(Soru 1)
Kürecik radarı haberine göre şu soruları yanıtlayın:
(a) Ahmet Davutoğlu hangi görevde bulunuyor?
(b) Davutoğlu'na göre radar "füze kalkanı" değilse nedir?
(c) TBMM Genel Kurulunda radar sistemiyle ilgili gündemdışı söz alan kimdir?
(Soru 2) Kürecik radarı haberini son cümlesinden sonra kaldığı yerden sürdürün.

(Metin Bloğu)
════════

Gündem

'Füze kalkanı değil, erken uyarı sistemi'

Dışişleri Bakanı Ahmet Davutoğlu, Malatya Kürecik'te kurulacak NATO füze savunma mimarisindeki erken...

05 Ekim 2011 03:00

T24 - Dışişleri Bakanı Ahmet Davutoğlu, Malatya Kürecik'te kurulacak NATO füze savunma mimarisindeki erken uyarı radarının, ''füze kalkanı'' değil, ''erken uyarı sistemi'' olduğunu belirterek, ''Vatandaşlarımız müsterih olsun, gerekli her türlü koruyucu tedbir alınmıştır'' dedi. 

TBMM Genel Kurulunda, CHP Malatya Milletvekili Veli Ağbaba, Kürecik'te kurulacak radar sistemine ilişkin gündemdışı söz aldı.

════════

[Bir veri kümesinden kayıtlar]
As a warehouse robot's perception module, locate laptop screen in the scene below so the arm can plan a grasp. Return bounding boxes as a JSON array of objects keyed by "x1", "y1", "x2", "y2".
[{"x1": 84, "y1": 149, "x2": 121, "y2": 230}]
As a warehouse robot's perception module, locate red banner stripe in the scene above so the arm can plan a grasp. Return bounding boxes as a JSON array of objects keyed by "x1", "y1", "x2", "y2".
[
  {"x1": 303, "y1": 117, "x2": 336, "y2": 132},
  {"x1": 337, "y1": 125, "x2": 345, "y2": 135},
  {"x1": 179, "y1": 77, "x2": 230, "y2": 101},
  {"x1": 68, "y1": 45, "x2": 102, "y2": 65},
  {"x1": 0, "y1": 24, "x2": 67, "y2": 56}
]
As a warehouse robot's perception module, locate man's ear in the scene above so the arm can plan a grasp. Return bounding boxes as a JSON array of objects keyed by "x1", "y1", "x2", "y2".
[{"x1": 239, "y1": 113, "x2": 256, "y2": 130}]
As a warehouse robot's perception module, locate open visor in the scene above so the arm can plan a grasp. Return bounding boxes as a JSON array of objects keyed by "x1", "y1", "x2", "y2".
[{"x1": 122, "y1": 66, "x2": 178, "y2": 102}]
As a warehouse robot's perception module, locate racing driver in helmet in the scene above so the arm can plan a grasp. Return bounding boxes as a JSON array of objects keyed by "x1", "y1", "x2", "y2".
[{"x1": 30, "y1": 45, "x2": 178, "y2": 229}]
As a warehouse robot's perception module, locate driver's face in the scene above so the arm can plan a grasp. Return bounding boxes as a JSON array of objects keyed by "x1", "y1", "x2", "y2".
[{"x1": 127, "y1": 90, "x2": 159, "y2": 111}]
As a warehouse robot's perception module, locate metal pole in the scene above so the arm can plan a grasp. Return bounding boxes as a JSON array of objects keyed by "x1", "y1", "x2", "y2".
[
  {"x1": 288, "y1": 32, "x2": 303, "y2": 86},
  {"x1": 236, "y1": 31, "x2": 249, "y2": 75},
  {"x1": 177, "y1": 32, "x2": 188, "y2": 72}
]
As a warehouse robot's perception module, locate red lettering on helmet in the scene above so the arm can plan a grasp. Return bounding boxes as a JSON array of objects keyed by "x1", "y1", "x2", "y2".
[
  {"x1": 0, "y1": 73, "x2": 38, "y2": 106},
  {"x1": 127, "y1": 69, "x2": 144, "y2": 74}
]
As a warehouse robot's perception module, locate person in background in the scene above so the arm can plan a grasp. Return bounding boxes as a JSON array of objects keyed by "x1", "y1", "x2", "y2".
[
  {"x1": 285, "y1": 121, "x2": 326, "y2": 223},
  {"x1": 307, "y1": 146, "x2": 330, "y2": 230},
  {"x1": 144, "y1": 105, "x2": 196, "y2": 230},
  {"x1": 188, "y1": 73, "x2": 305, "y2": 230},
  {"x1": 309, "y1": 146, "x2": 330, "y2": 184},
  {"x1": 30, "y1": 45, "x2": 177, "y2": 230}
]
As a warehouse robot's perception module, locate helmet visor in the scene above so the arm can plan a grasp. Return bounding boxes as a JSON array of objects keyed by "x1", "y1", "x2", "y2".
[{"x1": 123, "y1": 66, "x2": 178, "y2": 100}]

════════

(Alıştırma Sonucu 1)
(a) Dışişleri Bakanı.
(b) Erken uyarı sistemi.
(c) CHP Malatya Milletvekili Veli Ağbaba.

(Alıştırma Sonucu 2)
Ağbaba, füze kalkanının, ''Türkiye'nin geleceğini tehdit ettiğini'' ileri sürerek, böyle bir karar alınırken, milletvekillerinin, muhalefet partilerinin, sivil toplum örgütlerinin haberi olmadığını söyledi. Habersiz bir şekilde imzaya alınmasının ''kara leke'' olduğunu iddia eden Ağbaba, ''Niçin füze kalkanının Türkiye'de kurulması kabul edilmiştir?'' diye sordu.

Ağbaba, füze kalkanının Malatya'da kurulmasına yönelik endişelerinin bulunduğunu ifade ederek, füze kalkanının, insan ve çevre sağlığına olumsuz etkilerine işaret etti.

Hükümetin komşularla sıfır politikasının ''bir aldatmaca'' olduğunu ileri süren Ağbaba, Hükümetin, ülkeyi ateşe attığını savundu.


'Ulusal güvenlik meselesi'

Gündemdışı konuşmaya Hükümet adına Dışişleri Bakanı Ahmet Davutoğlu yanıt verdi.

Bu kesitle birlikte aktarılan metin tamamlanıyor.